| Exercise |
Whenever a line of the data below holds the string "building", copy that line.

| Data shown |
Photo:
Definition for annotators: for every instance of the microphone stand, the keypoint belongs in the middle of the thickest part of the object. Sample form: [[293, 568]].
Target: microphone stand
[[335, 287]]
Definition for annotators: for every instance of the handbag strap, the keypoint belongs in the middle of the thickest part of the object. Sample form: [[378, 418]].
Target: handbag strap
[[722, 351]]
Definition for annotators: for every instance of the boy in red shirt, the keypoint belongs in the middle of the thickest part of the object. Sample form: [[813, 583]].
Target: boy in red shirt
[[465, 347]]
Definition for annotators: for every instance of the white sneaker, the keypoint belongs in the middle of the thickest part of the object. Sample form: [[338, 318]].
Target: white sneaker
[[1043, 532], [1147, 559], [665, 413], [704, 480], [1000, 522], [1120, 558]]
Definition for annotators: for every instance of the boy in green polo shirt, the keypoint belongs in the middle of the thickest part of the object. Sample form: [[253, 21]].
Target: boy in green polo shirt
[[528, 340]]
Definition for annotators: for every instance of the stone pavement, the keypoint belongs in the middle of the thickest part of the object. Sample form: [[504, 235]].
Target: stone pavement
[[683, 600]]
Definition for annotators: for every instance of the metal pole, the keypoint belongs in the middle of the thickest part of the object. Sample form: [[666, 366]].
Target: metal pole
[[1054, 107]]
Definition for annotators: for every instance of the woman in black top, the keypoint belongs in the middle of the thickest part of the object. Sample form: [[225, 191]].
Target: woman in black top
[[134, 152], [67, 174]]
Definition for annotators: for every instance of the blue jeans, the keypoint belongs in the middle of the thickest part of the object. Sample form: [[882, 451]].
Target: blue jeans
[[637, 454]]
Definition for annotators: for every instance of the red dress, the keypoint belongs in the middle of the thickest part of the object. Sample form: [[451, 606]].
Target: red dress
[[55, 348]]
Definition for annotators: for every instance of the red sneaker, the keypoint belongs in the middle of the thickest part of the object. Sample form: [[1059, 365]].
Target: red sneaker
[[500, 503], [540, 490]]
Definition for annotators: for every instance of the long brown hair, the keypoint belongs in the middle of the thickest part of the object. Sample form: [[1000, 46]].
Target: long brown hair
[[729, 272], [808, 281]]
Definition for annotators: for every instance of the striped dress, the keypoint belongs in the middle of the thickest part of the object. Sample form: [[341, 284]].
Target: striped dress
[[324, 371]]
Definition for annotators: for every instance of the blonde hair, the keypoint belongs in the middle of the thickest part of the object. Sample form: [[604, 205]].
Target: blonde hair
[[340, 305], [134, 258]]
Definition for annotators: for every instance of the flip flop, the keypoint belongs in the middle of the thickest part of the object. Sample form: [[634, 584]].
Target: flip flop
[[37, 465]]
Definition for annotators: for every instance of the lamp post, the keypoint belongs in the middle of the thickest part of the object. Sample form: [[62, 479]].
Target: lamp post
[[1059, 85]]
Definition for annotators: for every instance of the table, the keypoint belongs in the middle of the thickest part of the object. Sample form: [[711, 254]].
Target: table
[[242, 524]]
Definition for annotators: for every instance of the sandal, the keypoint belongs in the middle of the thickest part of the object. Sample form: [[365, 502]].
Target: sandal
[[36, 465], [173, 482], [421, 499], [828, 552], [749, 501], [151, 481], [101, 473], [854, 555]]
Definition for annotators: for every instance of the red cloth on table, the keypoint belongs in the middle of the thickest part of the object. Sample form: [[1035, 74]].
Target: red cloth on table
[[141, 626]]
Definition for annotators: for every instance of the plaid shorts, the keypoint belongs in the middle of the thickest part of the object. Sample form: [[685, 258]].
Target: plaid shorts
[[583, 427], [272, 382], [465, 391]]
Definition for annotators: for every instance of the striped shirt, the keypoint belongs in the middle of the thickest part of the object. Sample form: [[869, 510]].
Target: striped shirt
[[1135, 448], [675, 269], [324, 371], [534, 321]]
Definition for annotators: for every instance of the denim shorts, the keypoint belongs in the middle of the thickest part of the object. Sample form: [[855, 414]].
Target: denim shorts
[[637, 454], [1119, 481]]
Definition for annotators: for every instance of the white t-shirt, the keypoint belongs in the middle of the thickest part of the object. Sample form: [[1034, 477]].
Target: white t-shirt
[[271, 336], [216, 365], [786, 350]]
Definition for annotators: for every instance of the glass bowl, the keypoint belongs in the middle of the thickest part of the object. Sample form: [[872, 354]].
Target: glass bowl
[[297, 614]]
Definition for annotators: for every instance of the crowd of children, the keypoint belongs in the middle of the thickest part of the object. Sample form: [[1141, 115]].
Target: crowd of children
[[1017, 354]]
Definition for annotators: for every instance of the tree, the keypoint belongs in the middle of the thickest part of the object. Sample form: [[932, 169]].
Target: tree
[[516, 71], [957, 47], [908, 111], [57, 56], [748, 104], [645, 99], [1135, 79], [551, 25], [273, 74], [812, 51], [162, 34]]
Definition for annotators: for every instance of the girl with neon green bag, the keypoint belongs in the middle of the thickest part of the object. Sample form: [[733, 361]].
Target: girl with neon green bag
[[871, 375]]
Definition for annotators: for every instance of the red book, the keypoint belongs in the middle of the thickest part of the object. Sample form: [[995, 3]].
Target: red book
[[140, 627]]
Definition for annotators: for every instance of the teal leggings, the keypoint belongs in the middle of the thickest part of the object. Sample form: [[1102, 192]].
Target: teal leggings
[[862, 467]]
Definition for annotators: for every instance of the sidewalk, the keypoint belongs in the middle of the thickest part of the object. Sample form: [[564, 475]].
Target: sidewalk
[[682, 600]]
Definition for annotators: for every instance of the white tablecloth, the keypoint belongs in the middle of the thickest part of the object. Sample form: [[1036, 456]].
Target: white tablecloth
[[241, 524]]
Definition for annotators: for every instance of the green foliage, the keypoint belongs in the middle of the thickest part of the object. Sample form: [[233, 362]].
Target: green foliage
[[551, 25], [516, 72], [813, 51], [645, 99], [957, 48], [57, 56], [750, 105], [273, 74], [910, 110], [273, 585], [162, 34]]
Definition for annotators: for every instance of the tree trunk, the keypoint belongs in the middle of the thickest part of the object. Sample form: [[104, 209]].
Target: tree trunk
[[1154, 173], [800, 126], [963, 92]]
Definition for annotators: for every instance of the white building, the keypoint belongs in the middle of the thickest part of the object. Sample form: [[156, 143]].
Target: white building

| Output for this task |
Definition for annotators: for every instance of the white building, the keypoint belongs in the middle of the thickest part of the object. Sample form: [[156, 143]].
Target: white building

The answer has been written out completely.